Text section:
Political Correctness Like ‘Cancer,’ Kelli Ward Says After McCain’s Death

Ward’s Republican Senate primary in Arizona is Tuesday

Arizona Senate candidate Kelli Ward said political correctness is like “cancer” just two days after her former opponent, Sen. John McCain, R-Ariz., died of cancer. (Tom Williams/CQ Roll Call)

Arizona Senate candidate Kelli Ward appeared to taunt Sen. John McCain in a tweet just two days after the longtime senator died of glioblastoma, an aggressive brain cancer.

“Political correctness is like a cancer!” Ward, a former state senator who is locked in Arizona’s heated GOP primary to replace retiring Sen. Jeff Flake, tweeted Monday.

The Arizona Senate primary is Tuesday.

McCain, the 2008 Republican presidential nominee and senator since 1987, died Saturday after a 13-month battle with the illness.

His family announced on Friday he would discontinue his medical treatment, saying “the progress of disease and the inexorable advance of age render their verdict.”

Ward drew criticism for speculating that McCain timed that release to redirect media attention away from her campaign, which had kicked off its bus tour that same day.

One of her staffers posted on Facebook that McCain’s family made the announcement to slight Ward. Then, Ward replied.

“I think they wanted to have a particular narrative that they hope is negative to me,” Ward wrote.

Asked to respond to criticism that suggested Ward's tweet was taunting McCain's affliction, her campaign's press secretary, Zachery Henry, doubled down.

"Dr. Ward feels strongly that political correctness is used as a tool by the Establishment and the media to silence conservatives," he said in a statement. "Silencing opposing voices eventually kills those voices and their messages. So yes, political correctness is like a cancer."

Ward unsuccessfully challenged McCain in 2016, losing by 13 points, but capturing 39 percent of the vote.

She is locked in a three-way GOP primary battle with Rep. Martha McSally and Joe Arpaio, the former Phoenix-area sheriff who received a pardon from President Donald Trump after his conviction for contempt of court.

Whoever emerges from the GOP maelstrom Tuesday will have their work cut out for them leading up to the general election in November.

Trump won the state by 4 points in 2016, but Democrats have outperformed their 2016 results in multiple special elections since then.

Inside Elections with Nathan L. Gonzales rates the race a Tossup.

Excerpted data:
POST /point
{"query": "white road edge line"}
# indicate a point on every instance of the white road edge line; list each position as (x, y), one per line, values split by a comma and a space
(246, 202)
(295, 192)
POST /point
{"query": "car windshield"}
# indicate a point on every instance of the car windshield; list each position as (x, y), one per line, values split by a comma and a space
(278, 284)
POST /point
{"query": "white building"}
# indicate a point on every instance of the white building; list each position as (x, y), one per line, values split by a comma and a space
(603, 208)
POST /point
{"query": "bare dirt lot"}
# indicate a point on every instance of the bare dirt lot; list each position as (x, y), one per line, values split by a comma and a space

The task: Update the article about Kelli Ward by writing it out again from the words "Asked to respond" through the words "Henry, doubled down.", with "press secretary" changed to "spokesman". None of the items have anything to do with what comes next.

Written response:
Asked to respond to criticism that suggested Ward's tweet was taunting McCain's affliction, her campaign's spokesman, Zachery Henry, doubled down.